Work required:
Copy the full listing exactly.

Supplied entries:
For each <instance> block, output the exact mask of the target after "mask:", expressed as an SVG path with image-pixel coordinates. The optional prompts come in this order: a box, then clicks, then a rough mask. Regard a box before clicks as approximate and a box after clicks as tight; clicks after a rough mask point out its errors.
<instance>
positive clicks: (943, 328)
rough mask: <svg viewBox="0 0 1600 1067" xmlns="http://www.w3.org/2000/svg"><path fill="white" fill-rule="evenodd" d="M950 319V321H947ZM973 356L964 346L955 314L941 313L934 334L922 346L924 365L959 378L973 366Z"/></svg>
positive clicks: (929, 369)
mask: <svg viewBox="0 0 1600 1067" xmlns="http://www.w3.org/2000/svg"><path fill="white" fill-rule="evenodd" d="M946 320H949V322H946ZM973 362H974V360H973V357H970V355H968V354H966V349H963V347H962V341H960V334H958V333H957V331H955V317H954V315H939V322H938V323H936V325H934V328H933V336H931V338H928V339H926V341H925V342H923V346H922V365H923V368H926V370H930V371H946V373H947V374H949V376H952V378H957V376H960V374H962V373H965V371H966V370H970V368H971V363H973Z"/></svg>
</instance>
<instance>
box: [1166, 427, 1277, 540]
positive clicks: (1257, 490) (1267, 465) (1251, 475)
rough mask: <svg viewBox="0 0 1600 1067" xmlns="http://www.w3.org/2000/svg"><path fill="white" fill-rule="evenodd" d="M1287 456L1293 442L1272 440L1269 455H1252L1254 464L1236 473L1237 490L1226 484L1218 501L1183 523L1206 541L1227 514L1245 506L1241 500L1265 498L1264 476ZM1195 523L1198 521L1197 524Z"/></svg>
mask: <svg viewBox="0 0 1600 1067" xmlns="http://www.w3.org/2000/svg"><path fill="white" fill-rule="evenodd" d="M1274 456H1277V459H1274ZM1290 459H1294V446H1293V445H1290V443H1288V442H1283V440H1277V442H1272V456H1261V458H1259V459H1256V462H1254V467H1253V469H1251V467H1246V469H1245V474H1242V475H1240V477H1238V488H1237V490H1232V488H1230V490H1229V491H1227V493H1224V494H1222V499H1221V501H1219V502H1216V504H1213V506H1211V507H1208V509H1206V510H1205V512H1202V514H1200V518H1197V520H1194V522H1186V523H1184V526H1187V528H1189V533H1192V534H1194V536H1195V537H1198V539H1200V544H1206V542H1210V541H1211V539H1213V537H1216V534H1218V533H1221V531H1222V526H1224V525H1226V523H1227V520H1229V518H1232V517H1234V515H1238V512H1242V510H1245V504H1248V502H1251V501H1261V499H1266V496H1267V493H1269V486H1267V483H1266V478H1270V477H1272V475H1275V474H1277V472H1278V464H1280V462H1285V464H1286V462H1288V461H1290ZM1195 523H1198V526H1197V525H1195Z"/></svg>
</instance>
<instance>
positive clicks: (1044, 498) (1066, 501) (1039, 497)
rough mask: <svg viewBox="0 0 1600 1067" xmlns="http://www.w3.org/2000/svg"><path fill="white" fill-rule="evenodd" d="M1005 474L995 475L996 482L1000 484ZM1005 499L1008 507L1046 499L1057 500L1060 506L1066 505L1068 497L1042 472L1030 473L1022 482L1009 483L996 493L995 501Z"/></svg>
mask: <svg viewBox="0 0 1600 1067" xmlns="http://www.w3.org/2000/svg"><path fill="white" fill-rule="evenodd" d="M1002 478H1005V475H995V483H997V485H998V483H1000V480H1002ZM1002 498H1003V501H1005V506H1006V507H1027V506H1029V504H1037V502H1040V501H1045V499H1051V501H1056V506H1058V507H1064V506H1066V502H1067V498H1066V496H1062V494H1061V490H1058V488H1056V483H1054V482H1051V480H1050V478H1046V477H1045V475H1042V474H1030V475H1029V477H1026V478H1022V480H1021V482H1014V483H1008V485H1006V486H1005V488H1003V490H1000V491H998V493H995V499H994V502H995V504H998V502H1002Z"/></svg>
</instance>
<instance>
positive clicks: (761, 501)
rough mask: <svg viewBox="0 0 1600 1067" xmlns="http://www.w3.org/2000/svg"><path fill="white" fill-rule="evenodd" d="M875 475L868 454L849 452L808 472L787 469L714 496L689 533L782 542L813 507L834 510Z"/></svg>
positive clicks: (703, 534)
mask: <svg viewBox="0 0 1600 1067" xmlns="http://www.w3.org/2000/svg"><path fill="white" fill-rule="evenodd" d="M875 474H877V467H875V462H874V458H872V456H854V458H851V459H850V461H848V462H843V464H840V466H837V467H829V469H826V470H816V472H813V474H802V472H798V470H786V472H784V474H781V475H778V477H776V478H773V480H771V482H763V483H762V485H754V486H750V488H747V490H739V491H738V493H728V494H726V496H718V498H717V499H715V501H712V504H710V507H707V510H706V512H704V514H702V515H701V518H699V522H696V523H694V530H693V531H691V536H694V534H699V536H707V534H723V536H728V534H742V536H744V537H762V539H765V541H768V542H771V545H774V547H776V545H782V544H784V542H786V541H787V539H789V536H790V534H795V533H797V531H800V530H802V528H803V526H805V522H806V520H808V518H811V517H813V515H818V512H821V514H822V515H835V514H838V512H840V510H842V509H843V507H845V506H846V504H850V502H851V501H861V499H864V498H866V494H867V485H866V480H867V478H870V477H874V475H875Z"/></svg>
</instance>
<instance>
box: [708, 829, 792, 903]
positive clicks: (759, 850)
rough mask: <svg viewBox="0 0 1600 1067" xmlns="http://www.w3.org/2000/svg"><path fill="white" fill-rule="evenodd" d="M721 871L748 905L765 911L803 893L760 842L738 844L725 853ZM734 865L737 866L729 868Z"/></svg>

Response for this exercise:
For each <instance> block, output the exact mask of the target after "mask:", expressed as an SVG path with image-pixel coordinates. The optional prompts come in this order: a box, then clicks, then a rough mask. Regard a box before clicks as approximate and a box after clicks as tight; clicks after a rough mask point out its errors.
<instance>
positive clicks: (943, 328)
rough mask: <svg viewBox="0 0 1600 1067" xmlns="http://www.w3.org/2000/svg"><path fill="white" fill-rule="evenodd" d="M950 319V321H947ZM973 356L964 346L955 314L941 313L934 334L922 346L924 365L959 378L973 366Z"/></svg>
positive clicks: (929, 369)
mask: <svg viewBox="0 0 1600 1067" xmlns="http://www.w3.org/2000/svg"><path fill="white" fill-rule="evenodd" d="M946 320H949V322H946ZM973 362H974V360H973V357H970V355H968V354H966V349H963V347H962V341H960V334H958V333H957V331H955V317H954V315H939V322H938V323H936V325H934V328H933V336H931V338H928V339H926V341H925V342H923V346H922V365H923V368H926V370H930V371H946V373H947V374H949V376H952V378H957V376H960V374H962V373H965V371H966V370H970V368H971V363H973Z"/></svg>
</instance>
<instance>
box: [1166, 427, 1277, 540]
positive clicks: (1257, 490) (1267, 465) (1251, 475)
rough mask: <svg viewBox="0 0 1600 1067" xmlns="http://www.w3.org/2000/svg"><path fill="white" fill-rule="evenodd" d="M1287 456L1293 442L1272 440L1269 455H1252L1254 464L1236 473L1237 490L1226 484L1218 501L1183 523L1206 541L1227 514L1245 506L1241 500L1265 498L1264 476ZM1195 523L1198 521L1197 524Z"/></svg>
mask: <svg viewBox="0 0 1600 1067" xmlns="http://www.w3.org/2000/svg"><path fill="white" fill-rule="evenodd" d="M1274 456H1277V459H1274ZM1290 459H1294V446H1293V445H1290V443H1288V442H1283V440H1277V442H1272V456H1261V458H1259V459H1256V462H1254V467H1253V469H1251V467H1246V469H1245V474H1242V475H1240V477H1238V488H1237V490H1232V488H1230V490H1229V491H1227V493H1224V494H1222V499H1221V501H1219V502H1216V504H1213V506H1211V507H1208V509H1206V510H1205V512H1202V514H1200V518H1197V520H1194V522H1186V523H1184V526H1187V528H1189V533H1192V534H1194V536H1195V537H1198V539H1200V544H1206V542H1210V541H1211V539H1213V537H1216V534H1218V533H1221V531H1222V526H1224V525H1226V523H1227V520H1229V518H1232V517H1234V515H1238V512H1242V510H1245V504H1248V502H1251V501H1261V499H1266V496H1267V493H1269V486H1267V483H1266V478H1270V477H1272V475H1275V474H1277V472H1278V464H1280V462H1285V464H1286V462H1288V461H1290ZM1195 523H1198V526H1197V525H1195Z"/></svg>
</instance>
<instance>
positive clicks: (1044, 498) (1066, 501) (1039, 497)
rough mask: <svg viewBox="0 0 1600 1067" xmlns="http://www.w3.org/2000/svg"><path fill="white" fill-rule="evenodd" d="M1005 474L995 475L996 482L1000 484ZM1005 499L1008 507L1046 499L1057 500L1060 506L1066 505L1068 497L1042 472L1030 473L1022 482L1009 483L996 493L995 501Z"/></svg>
mask: <svg viewBox="0 0 1600 1067" xmlns="http://www.w3.org/2000/svg"><path fill="white" fill-rule="evenodd" d="M1002 478H1005V475H995V483H997V485H998V483H1000V480H1002ZM1002 498H1003V501H1005V506H1006V507H1027V506H1029V504H1037V502H1040V501H1045V499H1051V501H1056V506H1058V507H1064V506H1066V502H1067V498H1066V496H1062V494H1061V490H1058V488H1056V483H1054V482H1051V480H1050V478H1046V477H1045V475H1042V474H1030V475H1029V477H1026V478H1022V480H1021V482H1014V483H1008V485H1006V486H1005V488H1003V490H1000V491H998V493H995V499H994V502H995V504H998V502H1002Z"/></svg>
</instance>
<instance>
positive clicks: (761, 501)
rough mask: <svg viewBox="0 0 1600 1067" xmlns="http://www.w3.org/2000/svg"><path fill="white" fill-rule="evenodd" d="M875 475L868 454L849 452L808 472L787 469L714 496L689 533L782 542L813 507L834 510Z"/></svg>
positive clicks: (703, 534)
mask: <svg viewBox="0 0 1600 1067" xmlns="http://www.w3.org/2000/svg"><path fill="white" fill-rule="evenodd" d="M875 474H877V467H875V462H874V458H872V456H854V458H851V459H850V461H848V462H843V464H840V466H837V467H829V469H826V470H816V472H813V474H802V472H798V470H786V472H784V474H781V475H778V477H776V478H773V480H771V482H763V483H762V485H754V486H750V488H747V490H739V491H738V493H728V494H726V496H718V498H717V499H715V501H712V504H710V507H707V510H706V512H704V514H702V515H701V518H699V522H696V523H694V530H693V531H691V536H694V534H699V536H707V534H723V536H728V534H742V536H744V537H762V539H765V541H768V542H771V545H774V547H776V545H782V544H784V542H786V541H787V539H789V536H790V534H795V533H797V531H800V530H802V528H803V526H805V522H806V520H808V518H811V517H813V515H818V512H821V514H822V515H835V514H838V512H840V510H842V509H843V507H845V506H846V504H850V502H851V501H861V499H864V498H866V494H867V485H866V480H867V478H870V477H874V475H875Z"/></svg>
</instance>
<instance>
box: [708, 829, 792, 903]
positive clicks: (759, 850)
rough mask: <svg viewBox="0 0 1600 1067" xmlns="http://www.w3.org/2000/svg"><path fill="white" fill-rule="evenodd" d="M721 871L748 905L765 911L803 893L760 842L738 844L725 853ZM734 865L737 866L729 868Z"/></svg>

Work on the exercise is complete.